[Problem requirements] Render every line of the entries below as a Markdown table with a Row column for the row number and a Text column for the line, leaving out blank lines. Omit the pictures.

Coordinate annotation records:
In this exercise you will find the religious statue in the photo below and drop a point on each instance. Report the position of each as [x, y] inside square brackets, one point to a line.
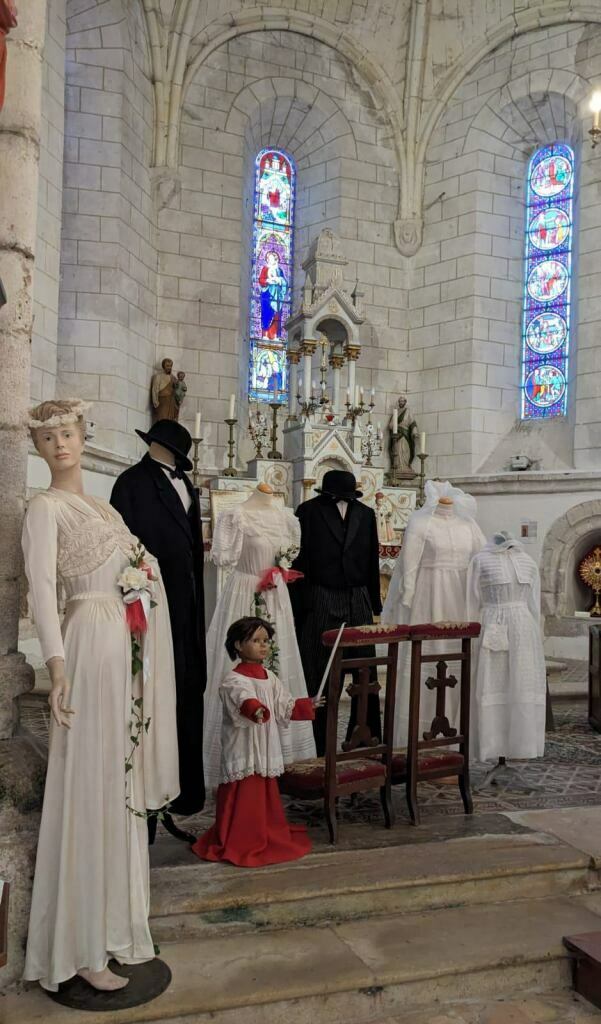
[165, 404]
[179, 389]
[384, 520]
[403, 431]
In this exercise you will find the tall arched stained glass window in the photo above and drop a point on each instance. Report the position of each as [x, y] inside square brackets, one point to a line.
[548, 282]
[270, 273]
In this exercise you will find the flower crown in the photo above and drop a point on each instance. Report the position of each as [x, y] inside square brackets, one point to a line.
[77, 412]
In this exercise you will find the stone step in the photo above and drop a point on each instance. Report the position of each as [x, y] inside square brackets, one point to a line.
[359, 971]
[199, 899]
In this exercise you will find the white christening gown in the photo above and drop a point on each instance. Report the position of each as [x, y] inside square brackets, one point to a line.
[509, 689]
[429, 585]
[249, 540]
[91, 887]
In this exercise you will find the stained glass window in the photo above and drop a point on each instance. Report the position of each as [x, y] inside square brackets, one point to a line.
[270, 273]
[548, 281]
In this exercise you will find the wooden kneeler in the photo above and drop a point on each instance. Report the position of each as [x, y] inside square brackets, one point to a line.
[441, 752]
[365, 762]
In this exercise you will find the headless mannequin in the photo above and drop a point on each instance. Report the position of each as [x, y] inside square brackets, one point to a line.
[61, 449]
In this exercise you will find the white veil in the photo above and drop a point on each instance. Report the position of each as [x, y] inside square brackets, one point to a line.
[402, 584]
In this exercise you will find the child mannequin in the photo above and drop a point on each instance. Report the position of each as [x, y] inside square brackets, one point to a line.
[251, 828]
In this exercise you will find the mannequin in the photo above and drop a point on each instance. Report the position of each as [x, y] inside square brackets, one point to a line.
[510, 685]
[91, 880]
[429, 585]
[251, 539]
[160, 505]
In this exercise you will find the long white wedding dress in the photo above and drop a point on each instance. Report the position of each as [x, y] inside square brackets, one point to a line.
[248, 540]
[429, 585]
[91, 887]
[509, 689]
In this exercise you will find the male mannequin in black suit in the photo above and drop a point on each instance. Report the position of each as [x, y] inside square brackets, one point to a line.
[339, 557]
[161, 507]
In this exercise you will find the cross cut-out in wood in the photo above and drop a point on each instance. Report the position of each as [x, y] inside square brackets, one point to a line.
[361, 734]
[440, 724]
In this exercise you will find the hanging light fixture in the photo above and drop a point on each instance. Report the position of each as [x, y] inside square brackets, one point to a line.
[595, 105]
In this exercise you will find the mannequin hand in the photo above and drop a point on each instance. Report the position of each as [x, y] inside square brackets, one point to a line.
[60, 693]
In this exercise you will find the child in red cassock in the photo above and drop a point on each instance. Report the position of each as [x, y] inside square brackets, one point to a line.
[251, 829]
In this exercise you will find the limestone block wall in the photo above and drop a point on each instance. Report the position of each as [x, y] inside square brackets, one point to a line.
[275, 88]
[47, 268]
[466, 312]
[109, 260]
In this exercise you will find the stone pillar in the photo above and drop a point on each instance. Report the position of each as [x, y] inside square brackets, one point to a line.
[19, 142]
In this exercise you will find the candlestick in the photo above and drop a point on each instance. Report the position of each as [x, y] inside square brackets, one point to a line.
[230, 421]
[274, 454]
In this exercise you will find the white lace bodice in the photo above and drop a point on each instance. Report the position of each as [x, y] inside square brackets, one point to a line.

[Result for this exercise]
| Row | Text |
|---|---|
| 1 | In this exercise you will find the religious statue in the photo below and drop a point on each instance. Report the position of each as [x, y] inside square brackets, one point to a line. |
| 2 | [165, 404] |
| 3 | [179, 389] |
| 4 | [384, 520] |
| 5 | [403, 431] |
| 6 | In this exercise you will find the tall arched stained glass window in the photo above and drop a point on each instance. Report the position of each as [x, y] inside square brackets, one point to a line. |
| 7 | [548, 282] |
| 8 | [270, 273] |
| 9 | In this exercise you will find the flower crown in the photo above and drop a point on each instance. Report the position of each as [x, y] inside square brackets, one point to a line. |
| 10 | [77, 412] |
| 11 | In this exercise you will find the stone step in the photo above and drop a point on each instance. Report the position of each as [x, y] inside square brackets, one point to a line. |
| 12 | [359, 971] |
| 13 | [199, 899] |
| 14 | In this exercise you will find the white christening gown in the photo above and drop a point on each instance. Report the position of each as [x, y] inside square brackets, one point to a line. |
| 15 | [509, 689] |
| 16 | [429, 585] |
| 17 | [249, 540] |
| 18 | [91, 887] |
| 19 | In this exercise you will find the stained glass window in the photo above and drop a point on each instance. Report the position of each as [x, y] inside square brackets, one point to a line. |
| 20 | [270, 273] |
| 21 | [548, 281] |
| 22 | In this exercise you will find the wooden kneeler in the photo above and drop a point on each instance. Report the position of each as [x, y] inside square brackets, one point to a line. |
| 23 | [441, 752] |
| 24 | [365, 762] |
| 25 | In this exercise you will find the headless mannequin in the photo above and drop a point on each instance. Report the position of each as [x, y] inside square brackets, one point to a line. |
| 26 | [61, 449] |
| 27 | In this exercise you will find the white veil in the photo above and drop a point on each instance. Report the position of each as [x, y] inside square brackets, one point to a line. |
| 28 | [402, 584] |
| 29 | In this exercise you will find the child mannequin in the photo above and drop a point on each instance. Report the position of each as [x, y] inside square brackets, one point to a line. |
| 30 | [251, 828] |
| 31 | In this exercise you will find the mannequin in the photo above and drop a point on each instance. Report the position of each as [x, y] inside square brackets, one point to a line. |
| 32 | [510, 685] |
| 33 | [91, 880] |
| 34 | [429, 585] |
| 35 | [251, 539] |
| 36 | [160, 505] |
| 37 | In this exercise you will find the long white wedding dress in the photo above and drop a point on each instance. Report the position of each as [x, y] inside square brackets, one point to a line. |
| 38 | [248, 540] |
| 39 | [429, 585] |
| 40 | [91, 887] |
| 41 | [509, 689] |
| 42 | In this exercise you will find the male mannequin in black suit in the photo above and drop a point on each instance. Report the position of each as [x, y] inside square brackets, one point to a line. |
| 43 | [339, 557] |
| 44 | [161, 507] |
| 45 | In this exercise you will find the cross cut-out in wood in the photo above and drop a point on each instance. Report the position of each as [x, y] inside square brackets, one point to a line. |
| 46 | [361, 734] |
| 47 | [440, 724] |
| 48 | In this exercise you will find the hanging light fixture in the photo above and drop a point on each instance. Report the position of each as [x, y] inside square brackets, one point to a line. |
| 49 | [595, 105] |
| 50 | In this exercise you will find the mannequin hand in the photo above and drop a point on each instance. Report the position of each as [x, y] inside square brackets, one point to a line. |
| 51 | [60, 693] |
| 52 | In this exercise you will find the child in red cassock in the photo above and drop a point on each instance. Report the position of each as [x, y] inside square brackets, one point to a line. |
| 53 | [251, 829] |
| 54 | In this exercise you will find the limestone block wall in the photo above and drop a point on each instance. Report the position of each as [x, y] inside square brackets, one point to a line. |
| 55 | [275, 88] |
| 56 | [47, 268] |
| 57 | [466, 312] |
| 58 | [109, 260] |
| 59 | In this exercise you will find the stone pillar in the photo above and drop a point on each instance. Report the position of each as [x, y] inside square brackets, one point to a line. |
| 60 | [19, 142] |
| 61 | In this exercise you will find the candlestick in the photo above and drop a point on each instance. Report the position of each as [x, y] inside square brackets, one point to a line. |
| 62 | [230, 421] |
| 63 | [274, 454] |
| 64 | In this exercise you will find the white lace bodice in the photo above and drop a point on each instance. Report the position of each as [x, y] inside square brackets, one point to a line. |